# Start of SUPPLIED MATERIAL
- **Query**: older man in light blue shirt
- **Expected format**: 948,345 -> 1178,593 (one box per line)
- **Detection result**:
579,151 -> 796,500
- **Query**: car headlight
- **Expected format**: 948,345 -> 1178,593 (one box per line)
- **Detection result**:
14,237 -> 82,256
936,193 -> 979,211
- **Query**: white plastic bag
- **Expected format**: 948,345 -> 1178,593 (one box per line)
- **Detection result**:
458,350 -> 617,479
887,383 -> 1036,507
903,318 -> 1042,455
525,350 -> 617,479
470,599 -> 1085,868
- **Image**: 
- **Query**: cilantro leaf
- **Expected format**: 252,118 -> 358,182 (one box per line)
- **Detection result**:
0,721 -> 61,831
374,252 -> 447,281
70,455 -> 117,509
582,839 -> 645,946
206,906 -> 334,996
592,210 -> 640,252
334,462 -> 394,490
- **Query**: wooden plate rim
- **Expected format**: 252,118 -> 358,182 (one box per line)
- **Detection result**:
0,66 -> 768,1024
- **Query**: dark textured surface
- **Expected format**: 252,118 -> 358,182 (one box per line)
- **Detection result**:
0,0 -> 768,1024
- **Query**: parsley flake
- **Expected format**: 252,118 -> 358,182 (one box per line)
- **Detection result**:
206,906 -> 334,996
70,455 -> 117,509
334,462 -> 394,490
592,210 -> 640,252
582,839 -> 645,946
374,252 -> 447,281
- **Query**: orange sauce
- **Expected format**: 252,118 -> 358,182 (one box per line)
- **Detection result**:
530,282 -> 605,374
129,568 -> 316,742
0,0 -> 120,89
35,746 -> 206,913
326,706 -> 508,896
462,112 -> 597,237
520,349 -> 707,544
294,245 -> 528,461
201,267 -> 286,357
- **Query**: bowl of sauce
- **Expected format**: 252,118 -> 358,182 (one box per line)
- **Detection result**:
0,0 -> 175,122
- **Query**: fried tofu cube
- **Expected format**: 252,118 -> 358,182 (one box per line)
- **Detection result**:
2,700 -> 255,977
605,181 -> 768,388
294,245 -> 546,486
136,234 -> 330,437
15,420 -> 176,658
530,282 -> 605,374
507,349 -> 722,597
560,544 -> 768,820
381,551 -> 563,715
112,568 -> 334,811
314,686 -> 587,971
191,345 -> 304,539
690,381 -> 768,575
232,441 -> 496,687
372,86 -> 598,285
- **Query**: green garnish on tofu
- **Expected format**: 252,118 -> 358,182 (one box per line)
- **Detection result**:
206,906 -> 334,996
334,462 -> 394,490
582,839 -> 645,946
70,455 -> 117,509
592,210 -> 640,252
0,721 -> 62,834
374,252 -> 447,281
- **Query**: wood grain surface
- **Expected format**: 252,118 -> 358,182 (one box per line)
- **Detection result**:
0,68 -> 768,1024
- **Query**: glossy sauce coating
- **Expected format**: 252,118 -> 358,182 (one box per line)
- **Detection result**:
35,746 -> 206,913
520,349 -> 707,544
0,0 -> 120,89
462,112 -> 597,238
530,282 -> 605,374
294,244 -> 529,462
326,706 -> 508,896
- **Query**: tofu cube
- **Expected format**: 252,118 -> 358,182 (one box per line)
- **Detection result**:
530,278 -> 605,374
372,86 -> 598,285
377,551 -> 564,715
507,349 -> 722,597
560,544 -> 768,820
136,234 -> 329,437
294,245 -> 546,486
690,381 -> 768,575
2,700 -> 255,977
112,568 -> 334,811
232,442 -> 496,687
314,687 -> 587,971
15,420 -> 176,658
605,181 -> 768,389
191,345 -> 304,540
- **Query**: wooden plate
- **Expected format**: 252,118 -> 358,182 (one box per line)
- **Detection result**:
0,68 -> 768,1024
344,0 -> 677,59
# End of SUPPLIED MATERIAL
*GOAL*.
Please quote the rows word for word from the first line up to and including the line with "579,151 -> 796,500".

*COMPLETE OUTPUT*.
- **Query**: older man in light blue shirt
- **Expected format**: 948,345 -> 1178,593 (one box per line)
- **Detection result**:
579,151 -> 796,500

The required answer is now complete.